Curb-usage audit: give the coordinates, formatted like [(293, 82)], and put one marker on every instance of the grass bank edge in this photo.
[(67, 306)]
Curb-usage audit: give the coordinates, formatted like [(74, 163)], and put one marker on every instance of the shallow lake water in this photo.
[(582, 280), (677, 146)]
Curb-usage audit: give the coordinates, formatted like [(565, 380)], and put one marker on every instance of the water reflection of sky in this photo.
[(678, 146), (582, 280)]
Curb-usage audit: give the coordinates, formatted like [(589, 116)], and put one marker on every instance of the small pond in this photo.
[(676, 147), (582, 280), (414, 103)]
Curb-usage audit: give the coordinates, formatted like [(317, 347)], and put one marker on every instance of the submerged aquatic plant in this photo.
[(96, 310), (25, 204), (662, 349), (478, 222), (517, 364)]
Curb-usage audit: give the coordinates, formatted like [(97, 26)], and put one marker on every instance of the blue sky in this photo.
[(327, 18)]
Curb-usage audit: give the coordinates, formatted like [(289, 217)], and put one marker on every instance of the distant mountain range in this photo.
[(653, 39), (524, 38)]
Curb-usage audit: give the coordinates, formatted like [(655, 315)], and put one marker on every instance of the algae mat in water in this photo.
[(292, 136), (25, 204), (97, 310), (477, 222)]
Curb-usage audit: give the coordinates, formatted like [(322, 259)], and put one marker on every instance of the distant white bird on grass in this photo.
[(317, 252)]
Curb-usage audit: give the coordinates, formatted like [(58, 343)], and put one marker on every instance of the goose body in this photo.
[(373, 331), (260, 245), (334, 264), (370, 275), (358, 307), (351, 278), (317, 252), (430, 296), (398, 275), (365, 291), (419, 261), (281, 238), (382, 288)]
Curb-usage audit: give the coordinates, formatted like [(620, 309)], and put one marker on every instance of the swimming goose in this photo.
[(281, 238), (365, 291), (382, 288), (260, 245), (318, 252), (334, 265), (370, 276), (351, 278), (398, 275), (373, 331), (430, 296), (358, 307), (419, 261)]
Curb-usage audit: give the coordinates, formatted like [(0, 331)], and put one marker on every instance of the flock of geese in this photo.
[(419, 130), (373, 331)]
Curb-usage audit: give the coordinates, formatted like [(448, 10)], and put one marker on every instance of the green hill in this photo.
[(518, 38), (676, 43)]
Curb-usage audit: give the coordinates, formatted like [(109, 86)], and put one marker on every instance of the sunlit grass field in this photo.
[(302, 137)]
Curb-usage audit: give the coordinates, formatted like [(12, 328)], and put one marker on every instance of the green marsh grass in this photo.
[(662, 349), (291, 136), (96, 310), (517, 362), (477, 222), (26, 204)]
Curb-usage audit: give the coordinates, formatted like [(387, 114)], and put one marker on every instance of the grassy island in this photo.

════════════════════

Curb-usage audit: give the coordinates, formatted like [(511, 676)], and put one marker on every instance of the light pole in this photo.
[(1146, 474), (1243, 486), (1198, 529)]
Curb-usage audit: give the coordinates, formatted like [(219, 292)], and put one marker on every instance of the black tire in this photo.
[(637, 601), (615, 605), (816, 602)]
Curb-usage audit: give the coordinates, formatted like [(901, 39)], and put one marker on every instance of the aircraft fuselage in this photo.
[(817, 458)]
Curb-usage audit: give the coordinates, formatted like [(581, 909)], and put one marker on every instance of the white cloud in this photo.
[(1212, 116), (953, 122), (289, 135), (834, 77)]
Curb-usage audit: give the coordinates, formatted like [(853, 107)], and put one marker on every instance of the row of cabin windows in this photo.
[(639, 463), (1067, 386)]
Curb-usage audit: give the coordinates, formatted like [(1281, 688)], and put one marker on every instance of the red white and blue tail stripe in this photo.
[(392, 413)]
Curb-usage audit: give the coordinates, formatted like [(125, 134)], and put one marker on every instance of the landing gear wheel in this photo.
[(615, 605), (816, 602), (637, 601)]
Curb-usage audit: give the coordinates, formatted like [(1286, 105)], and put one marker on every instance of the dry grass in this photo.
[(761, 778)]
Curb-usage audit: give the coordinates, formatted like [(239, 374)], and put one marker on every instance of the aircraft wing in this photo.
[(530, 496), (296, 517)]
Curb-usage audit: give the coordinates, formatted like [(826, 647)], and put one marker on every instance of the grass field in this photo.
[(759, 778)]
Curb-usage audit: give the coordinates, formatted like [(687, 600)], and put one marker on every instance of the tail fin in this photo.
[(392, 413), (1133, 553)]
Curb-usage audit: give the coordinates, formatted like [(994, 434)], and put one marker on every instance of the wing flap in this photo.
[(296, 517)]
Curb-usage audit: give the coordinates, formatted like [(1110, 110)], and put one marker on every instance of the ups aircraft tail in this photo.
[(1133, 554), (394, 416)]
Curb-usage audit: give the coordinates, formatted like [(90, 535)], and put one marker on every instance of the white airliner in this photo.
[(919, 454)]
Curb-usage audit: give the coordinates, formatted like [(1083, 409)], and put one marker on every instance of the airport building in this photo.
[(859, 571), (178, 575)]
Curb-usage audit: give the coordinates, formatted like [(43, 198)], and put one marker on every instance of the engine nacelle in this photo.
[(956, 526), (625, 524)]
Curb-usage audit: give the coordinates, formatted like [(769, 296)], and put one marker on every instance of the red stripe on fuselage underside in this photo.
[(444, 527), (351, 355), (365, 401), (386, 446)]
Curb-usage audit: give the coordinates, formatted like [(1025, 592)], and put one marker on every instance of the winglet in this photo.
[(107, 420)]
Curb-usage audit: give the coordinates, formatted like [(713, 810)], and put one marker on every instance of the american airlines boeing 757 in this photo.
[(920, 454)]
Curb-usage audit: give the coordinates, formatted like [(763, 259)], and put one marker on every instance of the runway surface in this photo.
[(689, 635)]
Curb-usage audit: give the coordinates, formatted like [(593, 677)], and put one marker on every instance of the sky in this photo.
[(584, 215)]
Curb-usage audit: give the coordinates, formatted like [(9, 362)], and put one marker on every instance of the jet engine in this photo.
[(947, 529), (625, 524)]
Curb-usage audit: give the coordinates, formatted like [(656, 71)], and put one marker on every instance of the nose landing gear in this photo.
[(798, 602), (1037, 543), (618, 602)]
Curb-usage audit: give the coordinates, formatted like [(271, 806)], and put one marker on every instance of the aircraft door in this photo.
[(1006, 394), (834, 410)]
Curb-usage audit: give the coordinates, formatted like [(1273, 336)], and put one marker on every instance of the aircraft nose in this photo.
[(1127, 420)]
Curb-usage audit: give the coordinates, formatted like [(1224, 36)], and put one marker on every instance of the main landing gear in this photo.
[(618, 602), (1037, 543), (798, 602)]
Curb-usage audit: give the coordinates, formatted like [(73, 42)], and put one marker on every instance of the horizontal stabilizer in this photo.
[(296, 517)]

════════════════════

**Your objective**
Transcribe the entries in Block 1 from the line containing "hill in this photo." through the line containing "island in this photo.", with no changes.

**Completed exercise**
Curb-usage audit: give the coordinates, formatted like [(448, 10)], and put one marker on every instance of the green hill in this photo.
[(518, 38), (676, 43)]
Curb-usage audit: give the coordinates, formatted like [(109, 86)], and put one marker on every instance of the sunlit grass field in this photo.
[(302, 137)]
Curb-usage audit: give the coordinates, formatted like [(12, 328)], and put one marker on every instance of the green marsh grass in this photo.
[(662, 349), (291, 136), (96, 310), (517, 362), (477, 222), (26, 204)]
Curb-usage audit: give the coordinates, formatted like [(387, 114)], and put one marker on every instance of the grassy island in this photo.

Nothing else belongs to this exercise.